**To do**
Your answer must be an exact copy of the records below, with no pictures in it.
== Records ==
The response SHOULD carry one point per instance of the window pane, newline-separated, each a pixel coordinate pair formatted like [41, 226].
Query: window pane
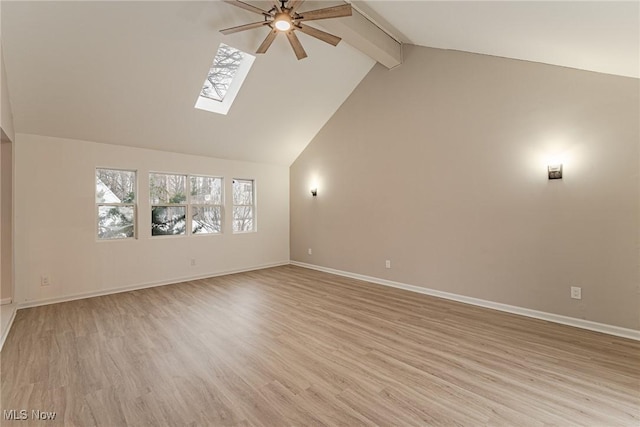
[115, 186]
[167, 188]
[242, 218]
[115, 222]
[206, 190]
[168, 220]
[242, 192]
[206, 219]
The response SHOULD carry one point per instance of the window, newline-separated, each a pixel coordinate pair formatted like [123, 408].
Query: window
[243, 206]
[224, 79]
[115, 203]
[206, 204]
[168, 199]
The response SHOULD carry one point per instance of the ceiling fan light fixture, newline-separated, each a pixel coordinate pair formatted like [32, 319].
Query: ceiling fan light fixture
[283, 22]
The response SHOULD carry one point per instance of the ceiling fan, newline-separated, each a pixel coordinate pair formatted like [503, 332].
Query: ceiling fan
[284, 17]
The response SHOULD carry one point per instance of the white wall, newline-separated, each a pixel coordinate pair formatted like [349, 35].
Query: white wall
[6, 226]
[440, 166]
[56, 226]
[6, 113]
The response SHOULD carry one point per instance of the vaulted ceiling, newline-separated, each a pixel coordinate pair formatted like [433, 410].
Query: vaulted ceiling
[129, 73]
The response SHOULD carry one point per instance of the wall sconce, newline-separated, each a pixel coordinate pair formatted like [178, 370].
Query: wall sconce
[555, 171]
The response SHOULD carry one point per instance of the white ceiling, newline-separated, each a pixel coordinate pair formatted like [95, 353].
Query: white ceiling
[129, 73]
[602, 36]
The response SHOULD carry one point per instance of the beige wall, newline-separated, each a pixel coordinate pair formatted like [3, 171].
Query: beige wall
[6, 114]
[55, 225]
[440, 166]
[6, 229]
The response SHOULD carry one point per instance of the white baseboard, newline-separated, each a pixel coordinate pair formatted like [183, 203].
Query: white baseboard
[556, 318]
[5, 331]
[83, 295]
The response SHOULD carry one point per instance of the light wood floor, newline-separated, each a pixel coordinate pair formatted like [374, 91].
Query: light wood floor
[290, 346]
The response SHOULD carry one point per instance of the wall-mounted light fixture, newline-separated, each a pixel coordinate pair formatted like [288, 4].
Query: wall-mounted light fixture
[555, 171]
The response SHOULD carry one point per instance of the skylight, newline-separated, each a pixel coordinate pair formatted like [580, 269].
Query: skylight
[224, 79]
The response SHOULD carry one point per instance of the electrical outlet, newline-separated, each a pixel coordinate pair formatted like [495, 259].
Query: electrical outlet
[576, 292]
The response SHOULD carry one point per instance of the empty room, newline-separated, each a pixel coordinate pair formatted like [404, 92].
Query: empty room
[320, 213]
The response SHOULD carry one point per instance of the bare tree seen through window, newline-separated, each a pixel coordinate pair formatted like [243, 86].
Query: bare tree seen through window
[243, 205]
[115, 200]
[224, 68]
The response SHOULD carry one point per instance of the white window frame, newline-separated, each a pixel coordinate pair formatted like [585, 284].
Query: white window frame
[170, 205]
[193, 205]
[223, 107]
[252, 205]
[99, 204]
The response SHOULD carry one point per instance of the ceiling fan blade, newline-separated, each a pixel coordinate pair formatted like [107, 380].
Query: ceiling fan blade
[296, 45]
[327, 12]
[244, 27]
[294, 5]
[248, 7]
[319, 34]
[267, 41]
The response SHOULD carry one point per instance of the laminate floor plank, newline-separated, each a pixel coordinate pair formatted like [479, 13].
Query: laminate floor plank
===
**Result of the task**
The response SHOULD carry one point per instance of the window pane, newline-separated, each a pixel coordinate pair formatted like [41, 226].
Query: window pane
[115, 186]
[167, 188]
[242, 218]
[115, 222]
[206, 190]
[168, 220]
[242, 192]
[206, 219]
The response SHOULD carry one point per instance of the window, newline-separated, each a pixel coordinate pair formatted like [123, 408].
Query: window
[243, 206]
[224, 79]
[115, 203]
[206, 204]
[168, 199]
The response SHOULD carry one point per instance of the ceiling fan light fixture, newline-separated, each a pixel coordinate pair formatted like [32, 319].
Query: ceiling fan light fixture
[283, 22]
The response SHOULD carry one point per instance of the ceiling fan, newline-separated, each a pixel coordinate pair formatted like [503, 332].
Query: ceiling fan
[284, 17]
The response SHOULD carry one point per instance of the white wall, newline-separated, each a pixel coordinate pair formatted like [349, 35].
Query: white wall
[6, 226]
[440, 166]
[56, 226]
[6, 113]
The response SHOULD carry one point per instance of the vaulted ceiling, newline-separated, each a pixel coordinate pair formatted like [433, 410].
Query: vaulted ceiling
[129, 73]
The response SHOULD carry one point per instance of the wall sconce, newline-separated, each a pixel coordinate pair formatted like [178, 370].
Query: wall sconce
[555, 171]
The response SHOULD carry one point per instance of the white ceiling, newline-separated, each a pixel coordinate pair formatted like [95, 353].
Query: white ceiling
[129, 73]
[602, 36]
The response SHOULD carry one point per instance of the beige wall, newline-separated, each a pixel coordinate pair formatted like [3, 171].
Query: beige wall
[6, 114]
[55, 225]
[440, 166]
[6, 229]
The response SHOULD carry one point per instance of the white baseboard, newline-separated, each a pixel coordinate pair formatted like [183, 203].
Query: white baseboard
[556, 318]
[5, 331]
[83, 295]
The response SHOULD carry one point per instance of the light wood floor, newline-separated, each a pixel coordinate pair formatted like [374, 91].
Query: light wood floor
[290, 346]
The response SHOULD carry one point per instance of the wall-mounted light fixture, newline-separated, each a pixel coordinate pair formatted like [288, 4].
Query: wall-mounted light fixture
[555, 171]
The response SHOULD carry one point per instance of the skylight, newline-separated, each a pixel coordinate pair formatted like [580, 269].
Query: skylight
[224, 79]
The response SHOULD carry one point per instance of the electrical outlet, newline-separated, each a pixel coordinate pair formatted like [495, 259].
Query: electrical outlet
[576, 292]
The response SHOULD carry one point per instance of the empty room, newline-separated, each a pixel coordinate pair formatted like [404, 92].
Query: empty room
[320, 213]
The response SHOULD carry one point per instance of the bare tree seen through window, newline-separated, each a pixel coordinate pair formatted like [243, 86].
Query: bare tree seen through window
[243, 205]
[115, 200]
[224, 68]
The response SHOULD carry one point per instance of the white window frame, newline-separated, each a pixel coordinate pair formatted like [585, 284].
Query: white window frame
[170, 205]
[193, 205]
[223, 107]
[252, 205]
[99, 204]
The response SHOULD carry one point per instance of the ceiling fan blade, newline-separated, each a pixel coordinate pair formatted like [107, 380].
Query: ceiling fan blade
[296, 45]
[327, 12]
[244, 27]
[294, 5]
[248, 7]
[319, 34]
[267, 41]
The response SHOULD carry one point per instance of the laminate floor plank, newline-separated, each a pixel coordinate pair formatted like [479, 13].
Query: laminate floor plank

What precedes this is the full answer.